TASK DETAILS: From the first line to the last, write out the records exactly, leaving out images.

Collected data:
[Start of section]

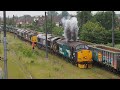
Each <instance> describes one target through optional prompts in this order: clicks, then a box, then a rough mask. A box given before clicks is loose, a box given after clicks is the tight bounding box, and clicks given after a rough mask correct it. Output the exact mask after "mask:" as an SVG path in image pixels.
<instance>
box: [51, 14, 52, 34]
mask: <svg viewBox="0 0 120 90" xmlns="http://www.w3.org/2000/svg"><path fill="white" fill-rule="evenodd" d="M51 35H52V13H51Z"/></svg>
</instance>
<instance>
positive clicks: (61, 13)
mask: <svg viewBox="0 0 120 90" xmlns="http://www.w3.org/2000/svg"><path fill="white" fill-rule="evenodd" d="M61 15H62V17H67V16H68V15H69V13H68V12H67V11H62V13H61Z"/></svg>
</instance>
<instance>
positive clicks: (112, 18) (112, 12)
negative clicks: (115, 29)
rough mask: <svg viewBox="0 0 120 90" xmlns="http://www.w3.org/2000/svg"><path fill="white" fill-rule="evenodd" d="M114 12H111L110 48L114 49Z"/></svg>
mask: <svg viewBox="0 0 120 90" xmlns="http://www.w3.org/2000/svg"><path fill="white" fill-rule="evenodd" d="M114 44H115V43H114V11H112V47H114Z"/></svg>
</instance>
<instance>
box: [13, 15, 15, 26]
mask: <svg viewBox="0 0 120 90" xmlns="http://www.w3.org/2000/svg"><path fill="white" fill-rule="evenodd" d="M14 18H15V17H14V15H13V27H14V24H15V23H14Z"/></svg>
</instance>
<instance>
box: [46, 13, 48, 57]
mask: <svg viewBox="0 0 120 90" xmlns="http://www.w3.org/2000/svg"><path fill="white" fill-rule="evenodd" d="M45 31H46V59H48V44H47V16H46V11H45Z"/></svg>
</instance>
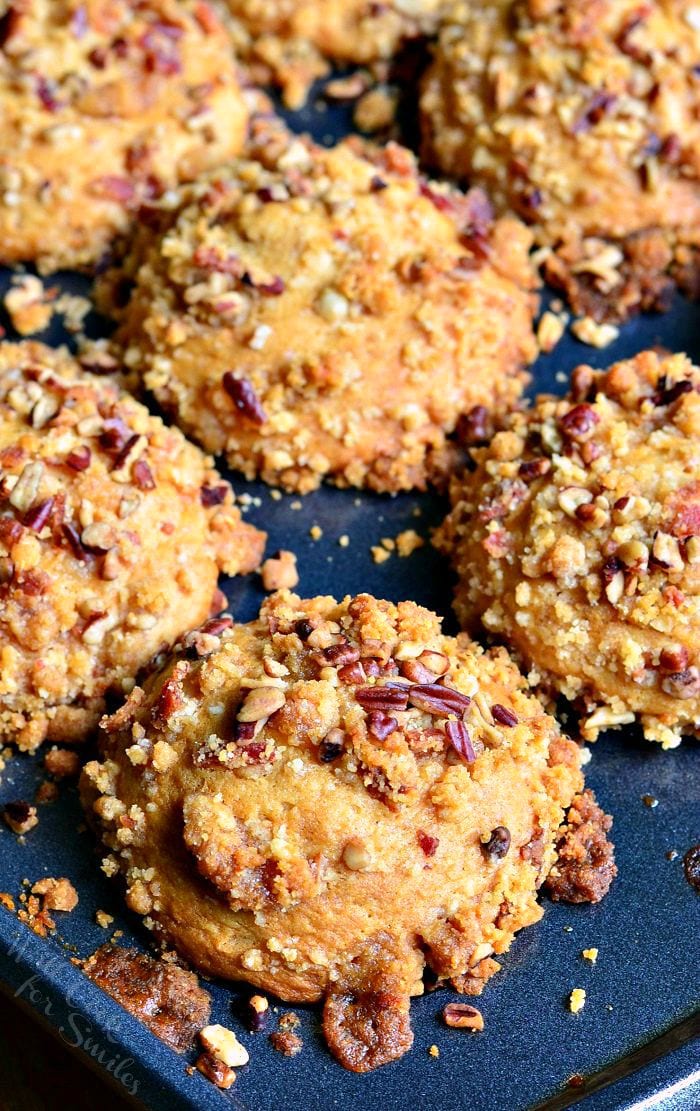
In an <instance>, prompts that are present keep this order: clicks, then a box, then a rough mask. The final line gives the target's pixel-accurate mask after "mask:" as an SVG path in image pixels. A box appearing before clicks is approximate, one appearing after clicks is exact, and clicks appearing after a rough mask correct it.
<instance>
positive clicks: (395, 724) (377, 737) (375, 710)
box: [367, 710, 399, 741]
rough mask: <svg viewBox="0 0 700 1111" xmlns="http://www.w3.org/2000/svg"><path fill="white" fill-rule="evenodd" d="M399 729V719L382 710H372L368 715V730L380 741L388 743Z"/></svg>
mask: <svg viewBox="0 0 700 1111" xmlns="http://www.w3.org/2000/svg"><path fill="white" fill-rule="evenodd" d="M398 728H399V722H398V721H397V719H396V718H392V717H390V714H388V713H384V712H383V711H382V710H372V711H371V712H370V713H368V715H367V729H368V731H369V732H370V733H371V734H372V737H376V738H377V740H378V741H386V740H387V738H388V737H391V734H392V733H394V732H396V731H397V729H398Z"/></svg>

[End of section]

YOUR SOLUTION:
Each <instance> describes one target through optional prompts in this order: clicks, then a box, then a rough mask. A box given before clicks is loose, a box given after clicks is the tight bounding box, and clicks given after a rough mask correct it. Output the exact mask after "mask:" as an SVG path in image pixels.
<instance>
box: [51, 14, 52, 34]
mask: <svg viewBox="0 0 120 90" xmlns="http://www.w3.org/2000/svg"><path fill="white" fill-rule="evenodd" d="M51 35H52V13H51Z"/></svg>
</instance>
<instance>
positive clicks: (61, 13)
mask: <svg viewBox="0 0 120 90" xmlns="http://www.w3.org/2000/svg"><path fill="white" fill-rule="evenodd" d="M61 15H62V17H67V16H68V15H69V13H68V12H67V11H62V13H61Z"/></svg>
</instance>
<instance>
positive clicks: (112, 18) (112, 12)
negative clicks: (115, 29)
rough mask: <svg viewBox="0 0 120 90" xmlns="http://www.w3.org/2000/svg"><path fill="white" fill-rule="evenodd" d="M114 12H111L110 48L114 49Z"/></svg>
mask: <svg viewBox="0 0 120 90" xmlns="http://www.w3.org/2000/svg"><path fill="white" fill-rule="evenodd" d="M114 44H115V43H114V11H112V47H114Z"/></svg>
</instance>
<instance>
box: [13, 15, 15, 26]
mask: <svg viewBox="0 0 120 90" xmlns="http://www.w3.org/2000/svg"><path fill="white" fill-rule="evenodd" d="M14 18H15V17H14V15H13V27H14V24H15V23H14Z"/></svg>
</instance>
<instance>
box: [46, 13, 48, 57]
mask: <svg viewBox="0 0 120 90" xmlns="http://www.w3.org/2000/svg"><path fill="white" fill-rule="evenodd" d="M45 31H46V59H48V44H47V16H46V11H45Z"/></svg>
</instance>
In an <instance>, prompts that are present keep this order: clicks, then a box, then a rough mask. The final line gives the target's pixel-accurate mask after "mask:" as an SVG path in image pixels. A box appearing before clicks is approximate, one appearing after clicks is exact, and clicks appearing after a rough mask correct it.
<instance>
positive clicks: (395, 724) (377, 737) (375, 710)
box: [367, 710, 399, 741]
rough mask: <svg viewBox="0 0 700 1111" xmlns="http://www.w3.org/2000/svg"><path fill="white" fill-rule="evenodd" d="M399 729V719L382 710H372L368 715V730L380 741L388 743Z"/></svg>
mask: <svg viewBox="0 0 700 1111" xmlns="http://www.w3.org/2000/svg"><path fill="white" fill-rule="evenodd" d="M398 728H399V722H398V721H397V719H396V718H392V717H390V714H388V713H384V712H383V711H382V710H372V711H371V712H370V713H368V715H367V729H368V731H369V732H370V733H371V734H372V737H376V738H377V740H378V741H386V740H387V738H388V737H391V734H392V733H394V732H396V731H397V729H398Z"/></svg>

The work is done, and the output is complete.